___ Supplied records ___

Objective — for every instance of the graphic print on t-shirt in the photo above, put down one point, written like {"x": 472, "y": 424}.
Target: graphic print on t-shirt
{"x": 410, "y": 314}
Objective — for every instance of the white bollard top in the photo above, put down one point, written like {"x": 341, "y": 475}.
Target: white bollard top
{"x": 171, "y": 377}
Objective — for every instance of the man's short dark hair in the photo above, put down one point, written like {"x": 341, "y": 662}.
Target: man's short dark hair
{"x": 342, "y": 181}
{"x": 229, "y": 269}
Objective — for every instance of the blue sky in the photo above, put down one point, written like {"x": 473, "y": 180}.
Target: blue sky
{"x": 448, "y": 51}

___

_Your goal_
Reproduce all of the data above, word for word.

_Full solution_
Objective — for every instance of the graphic print on t-shirt in the photo above, put down one point, written like {"x": 472, "y": 424}.
Target: graphic print on t-shirt
{"x": 410, "y": 314}
Objective — for every instance of the white bollard top in the photo above, put down one point, written like {"x": 341, "y": 475}.
Target: white bollard top
{"x": 171, "y": 377}
Objective — for every instance of the man's short dark hair in the photo above, put down one point, written like {"x": 341, "y": 662}.
Target: man's short dark hair
{"x": 342, "y": 181}
{"x": 229, "y": 269}
Objective — for every instance of the blue sky in the photo above, put down one point, written like {"x": 473, "y": 180}.
Target: blue sky
{"x": 448, "y": 51}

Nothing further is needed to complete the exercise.